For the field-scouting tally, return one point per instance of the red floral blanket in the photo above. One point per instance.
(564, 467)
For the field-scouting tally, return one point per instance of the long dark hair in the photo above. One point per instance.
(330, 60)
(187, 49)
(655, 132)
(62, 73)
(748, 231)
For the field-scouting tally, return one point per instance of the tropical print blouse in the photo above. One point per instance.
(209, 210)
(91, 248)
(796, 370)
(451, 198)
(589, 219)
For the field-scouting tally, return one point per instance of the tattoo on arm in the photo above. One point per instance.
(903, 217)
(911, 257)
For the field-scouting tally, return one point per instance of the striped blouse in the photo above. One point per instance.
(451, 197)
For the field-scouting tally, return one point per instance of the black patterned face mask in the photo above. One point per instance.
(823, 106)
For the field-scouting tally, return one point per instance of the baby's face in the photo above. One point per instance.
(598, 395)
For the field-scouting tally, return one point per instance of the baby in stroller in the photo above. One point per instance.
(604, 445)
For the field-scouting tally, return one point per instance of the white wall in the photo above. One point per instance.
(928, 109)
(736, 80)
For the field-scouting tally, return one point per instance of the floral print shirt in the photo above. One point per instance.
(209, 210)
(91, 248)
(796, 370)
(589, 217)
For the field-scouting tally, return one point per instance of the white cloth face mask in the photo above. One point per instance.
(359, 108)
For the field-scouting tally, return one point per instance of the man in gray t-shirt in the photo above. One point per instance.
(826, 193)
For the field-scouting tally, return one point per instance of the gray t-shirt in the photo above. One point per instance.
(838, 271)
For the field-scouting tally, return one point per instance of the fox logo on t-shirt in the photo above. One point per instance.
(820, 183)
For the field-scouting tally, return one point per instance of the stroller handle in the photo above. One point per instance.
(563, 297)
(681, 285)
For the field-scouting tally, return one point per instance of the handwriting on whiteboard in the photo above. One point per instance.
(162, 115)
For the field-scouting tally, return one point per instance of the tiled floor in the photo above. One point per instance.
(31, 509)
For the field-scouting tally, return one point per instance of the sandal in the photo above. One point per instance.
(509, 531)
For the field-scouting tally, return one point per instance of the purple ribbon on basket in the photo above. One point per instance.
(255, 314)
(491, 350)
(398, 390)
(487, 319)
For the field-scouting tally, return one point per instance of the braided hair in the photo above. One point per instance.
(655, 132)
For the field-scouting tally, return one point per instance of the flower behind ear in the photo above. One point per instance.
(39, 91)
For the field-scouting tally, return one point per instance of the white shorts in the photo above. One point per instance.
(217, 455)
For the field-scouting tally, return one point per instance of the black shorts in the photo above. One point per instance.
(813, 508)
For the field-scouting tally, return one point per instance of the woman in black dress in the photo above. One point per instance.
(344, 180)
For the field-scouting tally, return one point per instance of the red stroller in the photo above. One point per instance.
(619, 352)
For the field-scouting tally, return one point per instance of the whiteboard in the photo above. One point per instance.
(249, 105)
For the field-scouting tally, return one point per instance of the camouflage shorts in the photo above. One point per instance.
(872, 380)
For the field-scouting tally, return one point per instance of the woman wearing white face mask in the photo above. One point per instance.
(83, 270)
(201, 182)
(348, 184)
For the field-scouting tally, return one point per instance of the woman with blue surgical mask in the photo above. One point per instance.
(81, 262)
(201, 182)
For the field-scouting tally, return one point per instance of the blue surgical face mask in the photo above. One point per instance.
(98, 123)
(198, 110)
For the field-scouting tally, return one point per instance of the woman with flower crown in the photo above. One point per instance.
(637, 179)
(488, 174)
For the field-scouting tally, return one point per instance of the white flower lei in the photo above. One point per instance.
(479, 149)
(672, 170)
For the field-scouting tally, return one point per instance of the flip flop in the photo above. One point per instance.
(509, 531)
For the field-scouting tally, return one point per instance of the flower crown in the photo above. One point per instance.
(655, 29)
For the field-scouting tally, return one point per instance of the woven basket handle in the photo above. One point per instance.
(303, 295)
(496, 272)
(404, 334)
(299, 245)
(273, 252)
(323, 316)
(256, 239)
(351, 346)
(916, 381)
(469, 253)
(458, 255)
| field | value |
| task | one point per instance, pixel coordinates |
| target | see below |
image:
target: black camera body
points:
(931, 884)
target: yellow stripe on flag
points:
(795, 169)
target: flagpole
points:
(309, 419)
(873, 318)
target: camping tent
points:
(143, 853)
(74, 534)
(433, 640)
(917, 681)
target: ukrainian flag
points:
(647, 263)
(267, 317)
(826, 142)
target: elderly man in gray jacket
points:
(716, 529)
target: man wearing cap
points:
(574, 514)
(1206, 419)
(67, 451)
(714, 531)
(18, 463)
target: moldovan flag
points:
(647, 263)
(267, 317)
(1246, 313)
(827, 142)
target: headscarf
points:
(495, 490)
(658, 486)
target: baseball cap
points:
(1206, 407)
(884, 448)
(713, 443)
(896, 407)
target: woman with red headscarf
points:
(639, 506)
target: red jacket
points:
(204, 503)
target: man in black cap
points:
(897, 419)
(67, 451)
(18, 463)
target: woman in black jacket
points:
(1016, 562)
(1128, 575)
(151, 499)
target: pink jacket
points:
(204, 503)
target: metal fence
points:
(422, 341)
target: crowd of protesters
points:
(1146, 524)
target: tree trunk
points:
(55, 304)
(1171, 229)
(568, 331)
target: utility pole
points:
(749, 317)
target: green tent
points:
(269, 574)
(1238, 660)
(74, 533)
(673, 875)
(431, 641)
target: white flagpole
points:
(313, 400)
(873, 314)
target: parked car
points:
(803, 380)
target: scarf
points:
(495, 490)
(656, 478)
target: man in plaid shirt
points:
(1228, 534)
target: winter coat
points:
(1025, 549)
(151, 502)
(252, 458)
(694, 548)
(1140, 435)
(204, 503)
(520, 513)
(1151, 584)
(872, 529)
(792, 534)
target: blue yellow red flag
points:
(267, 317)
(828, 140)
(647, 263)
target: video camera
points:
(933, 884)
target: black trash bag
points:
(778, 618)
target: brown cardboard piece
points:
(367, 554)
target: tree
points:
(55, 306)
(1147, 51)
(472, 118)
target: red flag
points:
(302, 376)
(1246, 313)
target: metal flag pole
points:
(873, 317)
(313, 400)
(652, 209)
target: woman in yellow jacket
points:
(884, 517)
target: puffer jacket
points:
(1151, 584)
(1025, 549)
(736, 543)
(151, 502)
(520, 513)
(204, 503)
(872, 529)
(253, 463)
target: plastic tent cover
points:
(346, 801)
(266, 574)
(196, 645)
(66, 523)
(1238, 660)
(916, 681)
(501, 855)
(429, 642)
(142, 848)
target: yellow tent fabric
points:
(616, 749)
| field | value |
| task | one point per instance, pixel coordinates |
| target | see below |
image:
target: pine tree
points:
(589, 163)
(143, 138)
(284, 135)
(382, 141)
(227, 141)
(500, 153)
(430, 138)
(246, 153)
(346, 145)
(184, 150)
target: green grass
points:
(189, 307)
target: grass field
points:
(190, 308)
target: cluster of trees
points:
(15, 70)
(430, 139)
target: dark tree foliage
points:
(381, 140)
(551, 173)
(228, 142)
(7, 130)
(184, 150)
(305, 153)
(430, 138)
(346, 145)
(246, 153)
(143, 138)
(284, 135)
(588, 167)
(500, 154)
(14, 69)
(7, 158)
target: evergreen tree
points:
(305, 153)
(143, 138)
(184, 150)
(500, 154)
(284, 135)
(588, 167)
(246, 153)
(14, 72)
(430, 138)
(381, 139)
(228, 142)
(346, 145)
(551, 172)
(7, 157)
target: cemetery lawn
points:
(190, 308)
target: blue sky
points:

- - - - - - -

* **EXERCISE REQUIREMENTS**
Starting with the line that contains "target: green grass", output every line through the end of the listing above, unchanged.

* **FULL RESPONSE**
target: green grass
points:
(189, 307)
target: grass field
points:
(190, 308)
target: cluster of trees
points:
(15, 70)
(430, 139)
target: dark tree foliage
points:
(381, 140)
(551, 173)
(228, 142)
(7, 130)
(184, 150)
(305, 153)
(430, 138)
(346, 145)
(246, 153)
(143, 138)
(284, 135)
(588, 167)
(500, 154)
(14, 69)
(7, 158)
target: evergreen tree
points:
(305, 153)
(143, 138)
(184, 150)
(500, 154)
(284, 135)
(588, 167)
(246, 153)
(14, 72)
(430, 138)
(381, 139)
(228, 142)
(346, 145)
(551, 172)
(7, 157)
target: cemetery lawn
points:
(190, 308)
target: blue sky
points:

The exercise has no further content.